━━━ EXTRACTED ENTRIES ━━━

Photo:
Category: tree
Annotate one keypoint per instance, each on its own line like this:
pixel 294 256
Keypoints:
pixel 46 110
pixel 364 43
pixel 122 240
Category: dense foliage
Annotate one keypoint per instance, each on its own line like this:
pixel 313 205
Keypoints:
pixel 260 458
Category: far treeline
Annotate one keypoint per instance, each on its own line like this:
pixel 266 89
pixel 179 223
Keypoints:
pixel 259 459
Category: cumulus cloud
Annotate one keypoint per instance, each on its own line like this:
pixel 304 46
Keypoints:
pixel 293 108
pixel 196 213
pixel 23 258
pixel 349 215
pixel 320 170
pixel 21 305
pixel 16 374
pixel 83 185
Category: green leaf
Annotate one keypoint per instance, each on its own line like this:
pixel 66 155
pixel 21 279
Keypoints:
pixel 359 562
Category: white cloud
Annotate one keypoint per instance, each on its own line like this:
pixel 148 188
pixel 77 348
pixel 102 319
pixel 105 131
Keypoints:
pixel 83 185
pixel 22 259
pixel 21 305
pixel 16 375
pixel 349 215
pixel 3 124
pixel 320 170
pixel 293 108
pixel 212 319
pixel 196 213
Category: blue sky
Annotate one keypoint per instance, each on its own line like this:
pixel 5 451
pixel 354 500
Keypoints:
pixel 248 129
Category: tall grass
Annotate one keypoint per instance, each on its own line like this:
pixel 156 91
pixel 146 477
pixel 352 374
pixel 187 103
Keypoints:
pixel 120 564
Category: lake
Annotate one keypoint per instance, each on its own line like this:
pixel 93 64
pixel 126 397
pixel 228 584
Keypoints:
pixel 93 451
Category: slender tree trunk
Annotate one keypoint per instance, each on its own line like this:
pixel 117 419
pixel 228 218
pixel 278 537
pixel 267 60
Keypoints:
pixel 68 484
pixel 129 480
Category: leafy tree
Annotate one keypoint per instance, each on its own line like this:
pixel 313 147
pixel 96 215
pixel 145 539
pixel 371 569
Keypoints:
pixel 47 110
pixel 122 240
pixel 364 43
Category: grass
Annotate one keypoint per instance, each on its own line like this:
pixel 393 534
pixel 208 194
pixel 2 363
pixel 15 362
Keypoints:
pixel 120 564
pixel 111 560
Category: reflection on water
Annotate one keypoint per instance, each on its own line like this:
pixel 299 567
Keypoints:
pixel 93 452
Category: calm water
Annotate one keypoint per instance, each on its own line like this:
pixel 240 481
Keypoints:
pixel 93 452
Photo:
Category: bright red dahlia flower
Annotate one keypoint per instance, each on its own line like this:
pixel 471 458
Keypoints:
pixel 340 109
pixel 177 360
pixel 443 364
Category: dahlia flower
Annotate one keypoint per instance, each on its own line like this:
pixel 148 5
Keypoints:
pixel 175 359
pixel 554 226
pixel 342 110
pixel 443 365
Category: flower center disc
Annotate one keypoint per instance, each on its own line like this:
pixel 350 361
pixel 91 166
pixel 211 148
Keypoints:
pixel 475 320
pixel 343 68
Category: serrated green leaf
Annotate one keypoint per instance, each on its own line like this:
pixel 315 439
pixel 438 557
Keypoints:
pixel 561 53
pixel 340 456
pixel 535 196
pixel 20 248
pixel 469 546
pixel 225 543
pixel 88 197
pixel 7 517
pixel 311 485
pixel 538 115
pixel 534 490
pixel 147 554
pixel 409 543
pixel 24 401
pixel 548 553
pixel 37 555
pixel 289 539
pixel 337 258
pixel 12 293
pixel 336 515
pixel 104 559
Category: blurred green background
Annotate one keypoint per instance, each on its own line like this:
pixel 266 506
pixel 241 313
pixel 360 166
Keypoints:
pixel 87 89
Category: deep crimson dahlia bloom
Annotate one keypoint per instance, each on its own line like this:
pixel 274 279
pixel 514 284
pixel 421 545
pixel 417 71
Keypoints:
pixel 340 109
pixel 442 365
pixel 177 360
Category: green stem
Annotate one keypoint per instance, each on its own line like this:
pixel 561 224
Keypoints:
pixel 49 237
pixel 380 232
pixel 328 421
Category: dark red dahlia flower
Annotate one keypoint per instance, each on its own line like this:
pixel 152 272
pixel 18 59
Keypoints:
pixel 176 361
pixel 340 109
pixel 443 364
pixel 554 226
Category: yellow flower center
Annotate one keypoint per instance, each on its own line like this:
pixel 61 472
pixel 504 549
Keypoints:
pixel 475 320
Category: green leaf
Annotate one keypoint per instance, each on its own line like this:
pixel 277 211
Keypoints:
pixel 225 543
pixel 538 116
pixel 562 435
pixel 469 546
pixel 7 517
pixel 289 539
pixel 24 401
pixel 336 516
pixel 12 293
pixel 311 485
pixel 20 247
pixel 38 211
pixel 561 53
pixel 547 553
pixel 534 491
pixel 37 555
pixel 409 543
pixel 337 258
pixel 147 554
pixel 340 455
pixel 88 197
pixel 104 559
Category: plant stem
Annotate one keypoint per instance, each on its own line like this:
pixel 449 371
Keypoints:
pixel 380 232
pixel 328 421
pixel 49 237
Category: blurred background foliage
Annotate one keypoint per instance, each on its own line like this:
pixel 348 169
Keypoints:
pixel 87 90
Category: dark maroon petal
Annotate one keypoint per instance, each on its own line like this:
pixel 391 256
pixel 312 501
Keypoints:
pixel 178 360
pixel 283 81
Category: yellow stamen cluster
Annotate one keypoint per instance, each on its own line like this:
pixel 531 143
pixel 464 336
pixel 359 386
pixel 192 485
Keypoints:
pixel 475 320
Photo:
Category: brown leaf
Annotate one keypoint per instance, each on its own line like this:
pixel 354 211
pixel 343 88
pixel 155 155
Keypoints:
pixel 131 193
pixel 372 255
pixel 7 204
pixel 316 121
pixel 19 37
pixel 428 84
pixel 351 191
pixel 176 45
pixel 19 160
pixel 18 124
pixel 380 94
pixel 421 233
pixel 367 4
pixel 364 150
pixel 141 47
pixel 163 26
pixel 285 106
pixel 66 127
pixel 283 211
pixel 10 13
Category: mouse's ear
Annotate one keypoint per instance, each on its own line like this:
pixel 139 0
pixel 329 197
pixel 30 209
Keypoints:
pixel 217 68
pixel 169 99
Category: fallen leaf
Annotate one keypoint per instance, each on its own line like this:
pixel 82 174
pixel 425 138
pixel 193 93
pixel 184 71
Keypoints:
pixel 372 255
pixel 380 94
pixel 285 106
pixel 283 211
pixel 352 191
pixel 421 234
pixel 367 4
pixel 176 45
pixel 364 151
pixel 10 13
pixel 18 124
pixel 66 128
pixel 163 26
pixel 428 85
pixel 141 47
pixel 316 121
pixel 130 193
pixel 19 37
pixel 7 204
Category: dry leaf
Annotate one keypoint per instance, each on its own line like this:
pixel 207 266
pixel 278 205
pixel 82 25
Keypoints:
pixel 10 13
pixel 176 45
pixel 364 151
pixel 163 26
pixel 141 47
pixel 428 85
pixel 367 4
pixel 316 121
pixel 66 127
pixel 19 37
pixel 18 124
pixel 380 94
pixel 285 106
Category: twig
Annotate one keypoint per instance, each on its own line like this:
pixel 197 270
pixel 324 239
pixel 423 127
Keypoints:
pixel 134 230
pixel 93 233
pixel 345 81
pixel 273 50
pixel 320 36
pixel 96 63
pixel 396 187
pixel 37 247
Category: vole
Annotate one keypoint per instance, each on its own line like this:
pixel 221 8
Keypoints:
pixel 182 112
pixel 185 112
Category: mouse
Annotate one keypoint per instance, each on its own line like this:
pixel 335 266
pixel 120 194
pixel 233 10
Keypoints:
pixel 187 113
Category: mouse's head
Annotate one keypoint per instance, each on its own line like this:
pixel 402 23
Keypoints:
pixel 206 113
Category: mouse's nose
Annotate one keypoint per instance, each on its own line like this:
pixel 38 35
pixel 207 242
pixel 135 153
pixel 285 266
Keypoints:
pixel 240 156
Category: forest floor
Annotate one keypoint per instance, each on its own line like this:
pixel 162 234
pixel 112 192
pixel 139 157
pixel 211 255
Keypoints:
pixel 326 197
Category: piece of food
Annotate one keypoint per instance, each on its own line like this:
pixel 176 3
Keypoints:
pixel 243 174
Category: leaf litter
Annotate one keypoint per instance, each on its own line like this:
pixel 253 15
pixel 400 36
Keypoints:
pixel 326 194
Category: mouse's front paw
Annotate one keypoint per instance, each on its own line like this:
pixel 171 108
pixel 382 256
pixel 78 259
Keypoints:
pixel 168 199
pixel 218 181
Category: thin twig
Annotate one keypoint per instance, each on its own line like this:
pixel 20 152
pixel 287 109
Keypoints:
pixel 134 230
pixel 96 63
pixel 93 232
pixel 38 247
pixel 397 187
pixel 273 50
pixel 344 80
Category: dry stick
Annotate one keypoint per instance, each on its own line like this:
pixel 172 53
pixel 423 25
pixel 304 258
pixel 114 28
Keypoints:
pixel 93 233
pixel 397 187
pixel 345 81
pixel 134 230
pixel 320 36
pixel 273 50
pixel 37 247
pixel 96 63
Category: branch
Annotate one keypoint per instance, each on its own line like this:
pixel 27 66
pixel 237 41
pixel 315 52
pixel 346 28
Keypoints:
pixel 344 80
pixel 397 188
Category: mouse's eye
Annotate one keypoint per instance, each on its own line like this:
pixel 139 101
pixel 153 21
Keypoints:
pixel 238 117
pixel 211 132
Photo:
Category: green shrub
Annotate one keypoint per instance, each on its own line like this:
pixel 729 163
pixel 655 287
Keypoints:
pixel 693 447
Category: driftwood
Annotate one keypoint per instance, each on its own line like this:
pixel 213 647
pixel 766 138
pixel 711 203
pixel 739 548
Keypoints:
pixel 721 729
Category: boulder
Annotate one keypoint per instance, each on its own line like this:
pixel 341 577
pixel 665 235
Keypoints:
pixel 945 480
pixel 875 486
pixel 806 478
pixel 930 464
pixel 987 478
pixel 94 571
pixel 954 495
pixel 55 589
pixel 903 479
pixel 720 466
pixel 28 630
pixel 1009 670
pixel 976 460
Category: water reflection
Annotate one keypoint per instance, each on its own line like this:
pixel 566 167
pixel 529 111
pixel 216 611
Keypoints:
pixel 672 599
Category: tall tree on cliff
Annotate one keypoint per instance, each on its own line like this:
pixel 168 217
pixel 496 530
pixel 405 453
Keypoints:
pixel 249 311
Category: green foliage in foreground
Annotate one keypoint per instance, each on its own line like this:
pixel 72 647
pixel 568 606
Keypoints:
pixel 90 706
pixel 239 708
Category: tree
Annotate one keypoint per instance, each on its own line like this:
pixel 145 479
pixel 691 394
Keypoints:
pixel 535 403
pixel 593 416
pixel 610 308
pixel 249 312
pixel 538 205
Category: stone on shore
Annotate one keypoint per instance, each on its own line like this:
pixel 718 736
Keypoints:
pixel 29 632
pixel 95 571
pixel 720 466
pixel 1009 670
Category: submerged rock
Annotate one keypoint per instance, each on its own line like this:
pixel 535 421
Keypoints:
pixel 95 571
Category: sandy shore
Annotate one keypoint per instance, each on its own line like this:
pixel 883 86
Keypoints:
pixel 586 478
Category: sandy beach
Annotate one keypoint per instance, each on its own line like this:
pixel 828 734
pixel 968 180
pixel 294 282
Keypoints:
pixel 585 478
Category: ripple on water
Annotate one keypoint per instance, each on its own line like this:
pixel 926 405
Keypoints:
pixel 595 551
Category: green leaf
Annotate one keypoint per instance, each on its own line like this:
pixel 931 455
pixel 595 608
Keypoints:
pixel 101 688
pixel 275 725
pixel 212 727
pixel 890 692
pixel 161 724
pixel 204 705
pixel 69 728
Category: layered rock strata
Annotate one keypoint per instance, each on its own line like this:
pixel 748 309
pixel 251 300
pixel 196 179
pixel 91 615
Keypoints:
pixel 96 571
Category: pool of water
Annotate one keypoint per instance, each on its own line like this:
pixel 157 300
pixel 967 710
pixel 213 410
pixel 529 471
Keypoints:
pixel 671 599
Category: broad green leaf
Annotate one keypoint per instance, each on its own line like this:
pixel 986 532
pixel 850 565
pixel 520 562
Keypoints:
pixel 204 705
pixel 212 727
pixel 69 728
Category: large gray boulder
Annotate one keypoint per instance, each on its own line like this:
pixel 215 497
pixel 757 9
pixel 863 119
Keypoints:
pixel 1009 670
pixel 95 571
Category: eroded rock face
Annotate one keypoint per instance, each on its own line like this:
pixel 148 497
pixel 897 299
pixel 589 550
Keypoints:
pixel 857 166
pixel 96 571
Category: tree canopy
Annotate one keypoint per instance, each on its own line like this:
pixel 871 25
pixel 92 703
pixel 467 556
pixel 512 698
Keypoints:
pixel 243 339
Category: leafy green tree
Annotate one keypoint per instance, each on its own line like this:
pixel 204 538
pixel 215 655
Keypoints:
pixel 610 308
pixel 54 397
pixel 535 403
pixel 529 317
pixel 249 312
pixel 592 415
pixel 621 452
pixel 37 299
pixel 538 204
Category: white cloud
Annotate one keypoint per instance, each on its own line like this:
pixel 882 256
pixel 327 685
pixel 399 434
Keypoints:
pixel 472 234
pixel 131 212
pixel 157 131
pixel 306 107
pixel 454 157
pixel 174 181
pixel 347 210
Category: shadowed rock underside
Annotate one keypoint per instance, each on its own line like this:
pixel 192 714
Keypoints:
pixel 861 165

━━━

§ EXERCISE PROMPT:
Look through the entries above, find each line containing "center", and copy it.

§ OUTPUT OF THE EXERCISE:
Category: flower center disc
Category: yellow flower center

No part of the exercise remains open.